| ABOUT THIS EXERCISE |
Output only the entries, exactly as given, without the pictures.

☆ ☆ ☆ ☆ ☆ ☆ ☆

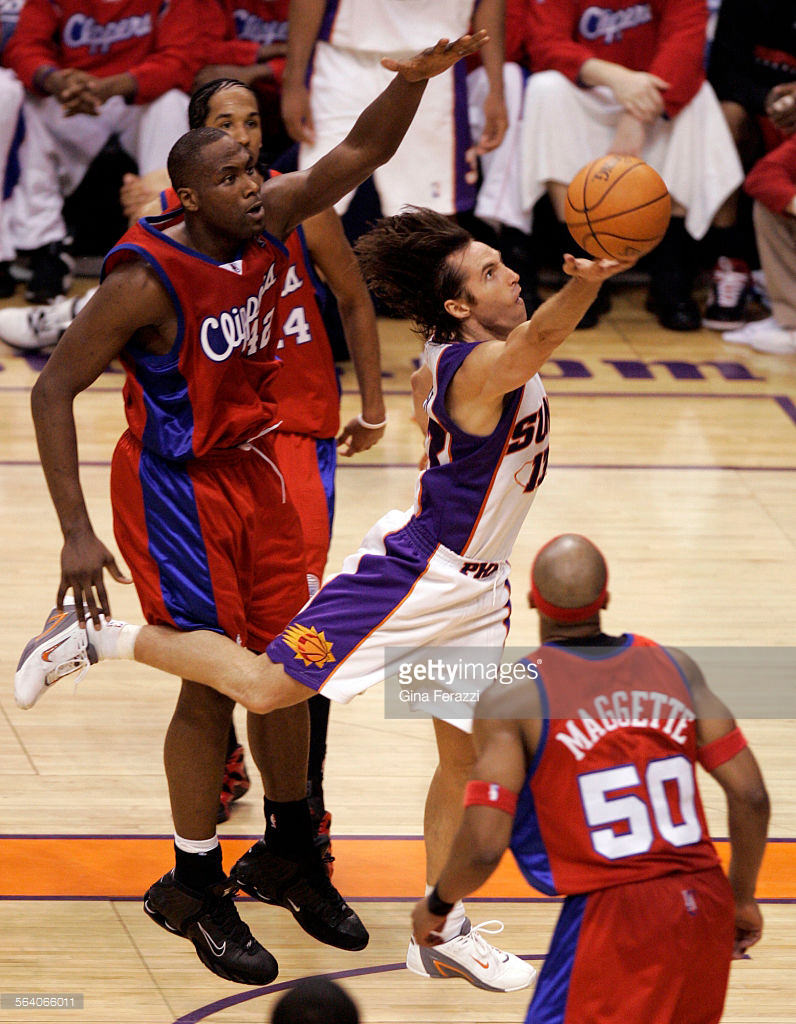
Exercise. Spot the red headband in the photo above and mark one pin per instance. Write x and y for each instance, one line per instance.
(568, 614)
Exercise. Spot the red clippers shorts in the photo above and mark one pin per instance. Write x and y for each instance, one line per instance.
(211, 544)
(652, 952)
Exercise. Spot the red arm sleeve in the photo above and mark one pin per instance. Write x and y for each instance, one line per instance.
(680, 53)
(550, 42)
(177, 54)
(32, 44)
(772, 179)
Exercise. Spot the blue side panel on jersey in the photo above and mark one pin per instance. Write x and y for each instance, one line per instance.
(176, 543)
(552, 989)
(527, 844)
(326, 451)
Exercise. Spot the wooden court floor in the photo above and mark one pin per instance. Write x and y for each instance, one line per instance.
(676, 454)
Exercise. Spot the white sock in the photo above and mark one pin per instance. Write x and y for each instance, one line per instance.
(454, 921)
(115, 641)
(196, 845)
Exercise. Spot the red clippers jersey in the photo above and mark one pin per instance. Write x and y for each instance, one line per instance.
(611, 797)
(212, 390)
(305, 389)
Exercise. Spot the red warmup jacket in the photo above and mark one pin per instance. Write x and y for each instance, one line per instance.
(235, 31)
(158, 43)
(772, 179)
(664, 37)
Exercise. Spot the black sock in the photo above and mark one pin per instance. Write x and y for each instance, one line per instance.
(288, 828)
(198, 870)
(232, 742)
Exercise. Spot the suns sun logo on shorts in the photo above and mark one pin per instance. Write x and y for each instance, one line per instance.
(309, 645)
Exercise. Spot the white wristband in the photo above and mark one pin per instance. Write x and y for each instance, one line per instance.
(371, 426)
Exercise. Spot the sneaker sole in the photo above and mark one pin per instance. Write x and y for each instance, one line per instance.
(441, 964)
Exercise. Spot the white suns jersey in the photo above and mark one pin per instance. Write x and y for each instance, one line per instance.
(476, 492)
(393, 26)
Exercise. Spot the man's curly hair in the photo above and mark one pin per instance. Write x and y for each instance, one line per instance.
(405, 260)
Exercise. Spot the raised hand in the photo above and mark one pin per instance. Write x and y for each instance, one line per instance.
(435, 59)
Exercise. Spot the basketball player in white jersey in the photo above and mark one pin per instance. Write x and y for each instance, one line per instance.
(435, 574)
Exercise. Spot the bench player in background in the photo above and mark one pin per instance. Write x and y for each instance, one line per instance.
(591, 782)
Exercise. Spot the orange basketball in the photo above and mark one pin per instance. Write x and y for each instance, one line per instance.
(617, 207)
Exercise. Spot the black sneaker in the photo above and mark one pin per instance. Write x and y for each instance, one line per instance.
(210, 921)
(303, 888)
(51, 273)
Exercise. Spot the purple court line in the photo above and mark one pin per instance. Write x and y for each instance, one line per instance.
(234, 1000)
(32, 463)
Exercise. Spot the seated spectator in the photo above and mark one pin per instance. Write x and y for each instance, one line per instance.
(92, 70)
(628, 78)
(11, 94)
(316, 1000)
(752, 69)
(771, 183)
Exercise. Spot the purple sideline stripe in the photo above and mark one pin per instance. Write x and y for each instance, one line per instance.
(193, 1016)
(11, 463)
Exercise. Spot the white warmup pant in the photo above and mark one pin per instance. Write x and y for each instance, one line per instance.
(564, 127)
(428, 167)
(500, 194)
(11, 95)
(57, 151)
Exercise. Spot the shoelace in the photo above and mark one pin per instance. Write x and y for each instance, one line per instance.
(484, 947)
(317, 893)
(222, 911)
(729, 286)
(79, 662)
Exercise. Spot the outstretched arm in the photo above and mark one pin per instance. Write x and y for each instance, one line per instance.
(334, 258)
(292, 198)
(748, 806)
(128, 300)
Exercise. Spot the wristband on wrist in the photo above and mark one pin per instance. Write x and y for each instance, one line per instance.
(437, 906)
(370, 426)
(42, 74)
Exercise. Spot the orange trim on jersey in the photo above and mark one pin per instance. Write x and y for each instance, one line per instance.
(379, 625)
(495, 473)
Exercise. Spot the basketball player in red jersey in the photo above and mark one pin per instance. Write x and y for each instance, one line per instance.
(306, 391)
(201, 511)
(590, 779)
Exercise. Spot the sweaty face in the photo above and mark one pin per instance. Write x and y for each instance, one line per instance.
(228, 190)
(235, 111)
(497, 305)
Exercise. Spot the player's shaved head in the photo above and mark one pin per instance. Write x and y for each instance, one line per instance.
(185, 166)
(570, 571)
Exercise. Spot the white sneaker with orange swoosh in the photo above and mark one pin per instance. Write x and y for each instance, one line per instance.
(470, 956)
(60, 648)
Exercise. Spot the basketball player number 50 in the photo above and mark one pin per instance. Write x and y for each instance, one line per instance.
(668, 809)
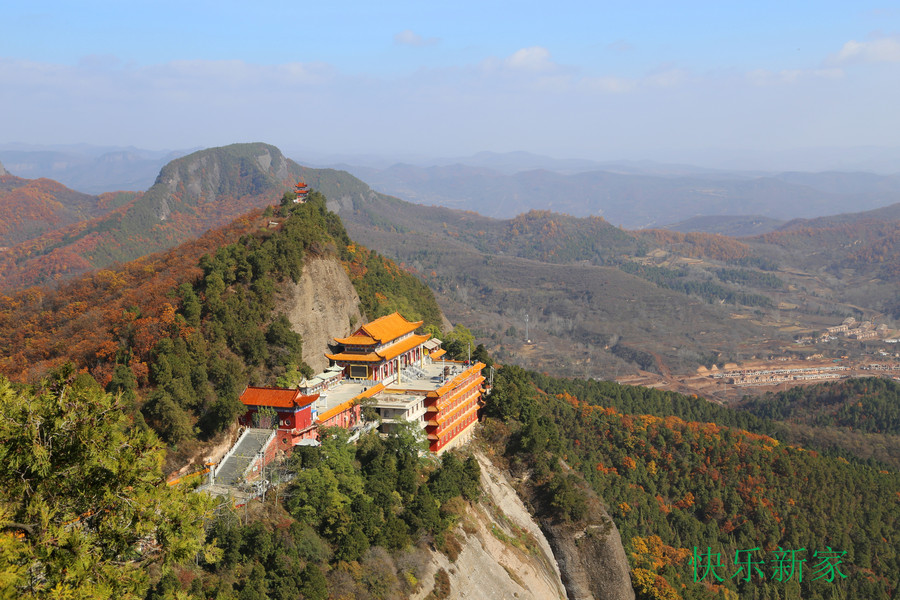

☆ ☆ ☆ ☆ ☆ ☆ ☆

| TASK OUTPUT |
Exercise. Spot the red headband in the photo above and mark one pin per instance. Write x and y for each instance, one line per instance.
(568, 614)
Exercise. Spot the red clippers shorts in the photo above and mark one pin per instance. Write x and y for each instance, one line per instance.
(211, 544)
(652, 952)
Exercise. Spot the red arm sleeve in the photo above and mark one pin per instance. Write x and y for each instance, one line per instance.
(680, 53)
(550, 42)
(177, 54)
(32, 44)
(772, 179)
Exercise. Spot the blue side panel on jersey in the photo above and mark one pin per instance. Write x and y for each instance, one line per instance.
(176, 543)
(552, 989)
(527, 844)
(326, 451)
Exercise. Spot the wooden court floor in the photo above and mark one pin per instance. Write x and y for each instance, one line per instance.
(676, 454)
Exercise. Spot the white sock in the photo above and mark one pin per instance. Write x and y for each instance, one line per instance.
(454, 921)
(115, 641)
(196, 845)
Exercise. Spot the red clippers jersey in the photo above and mark one pin per instance. Write x and y for each instance, one line per instance.
(611, 797)
(212, 390)
(305, 389)
Exercise. Spot the red warmup jacket in the photo above and mark one pin per instance. Write x and y for each instance, one line per instance.
(235, 31)
(158, 43)
(772, 179)
(664, 37)
Exercise. Spot the black sock in the photo above and mark one pin per instance. Write x and y for each instance, one line per instance.
(288, 828)
(198, 870)
(232, 742)
Exercise. Spot the suns sun logo on shorts in the photo above and mark one pin per instance. Write x and y for each instance, one line per instance.
(309, 645)
Exercise. Spot the white wristband in the photo above and mark one pin per instance. Write x and y for each instance, one line per instance.
(371, 426)
Exercise. Spot the sneaker sole in the photo above and mark one pin per instance. Write x and y for each instance, one line per instance.
(441, 964)
Exercise. Spot the white suns jersey in the photo above and mark one pin per instance. Write x and y for each instance, one line per instance.
(476, 492)
(393, 26)
Exercise. Spot the man's curly hair in the photo above and mark one pin per instance. Write x and y for each instance, one line per instance.
(405, 260)
Exercise. Spot the raised hand in the photo above and mark one pin per instance. Write x and y for each instance, one line per instance.
(435, 59)
Exercise. Spot the basketball player in white jersey in the photo above and mark one pin per instance. Write x and y for each instance, one line per instance.
(435, 574)
Exercise. Spot the bench player in background in the photo above and mark one pin per instance. Write x and y for each instance, one line per instance.
(591, 782)
Exercise. Spot the orange basketball in the photo above and mark one pin per instance. Write x and y for each instance, one line per instance.
(617, 207)
Exercise. Spot the black sneaker in the photo above and mark one pin per instance. Write x and y for each instance, one line per instance.
(210, 921)
(303, 888)
(51, 273)
Exercise. Spot the purple court line in the photo above and mark one pin per instance. Write x and y for each instance, one line per instance.
(234, 1000)
(32, 463)
Exercise. Spot the seated spectator in the photo above and mark one pin per instance. Write x and y for each instance, one line per instance.
(92, 70)
(628, 78)
(11, 94)
(316, 1000)
(752, 69)
(771, 183)
Exercise. Spot the purple sideline stripe in the photo above and mark one pin per instance. Write x and y for each instance, one line per instance.
(193, 1016)
(11, 463)
Exercise. Spot the white warmup pant in the photo above and mark one pin per instance. Write x and y for each instance, one line per instance.
(564, 127)
(428, 167)
(500, 194)
(11, 95)
(57, 151)
Exercise. Spot the shoelace in the photo above and mark one pin per instance. Write x and y for each instance, one line per instance.
(484, 947)
(317, 893)
(222, 911)
(729, 286)
(79, 662)
Exercise. Spot the outstretched arm in the photo above and mark one pin per instance. Write x and y for each instance, one line per instance.
(334, 258)
(292, 198)
(748, 806)
(128, 300)
Exercise. Spot the wristband on wrist in the photo above and mark one pin per instance. Write x and y for each instance, one line per instance.
(437, 906)
(370, 426)
(42, 74)
Exercise. Spot the orange trim on jersey in the photo above and mark one pin per instance. Write x and y for each instance, one line per instance.
(379, 625)
(495, 473)
Exercise. Spot the basketball player in red jersey in the photo above and mark one pin per instance. Write x and y for each instance, one line per instance.
(306, 391)
(201, 511)
(590, 779)
Exercise. Spot the sweaty face in the photo above and mark one pin per instance. Write x and y for each instance, one line per instance.
(228, 190)
(235, 111)
(497, 305)
Exercise. Spot the player's shaved head in the photo above and mark one pin per instance. Write x and y for each instance, one line per instance.
(185, 166)
(570, 571)
Exercise. Spot the white sneaker with orange swoosh in the photo above and mark one pin per instance. Write x and y for each instance, one line per instance.
(470, 956)
(60, 648)
Exercise. Spot the basketball player number 50 in the photo above and mark one pin per instance. Write x and y for each instance, one line per instance.
(668, 809)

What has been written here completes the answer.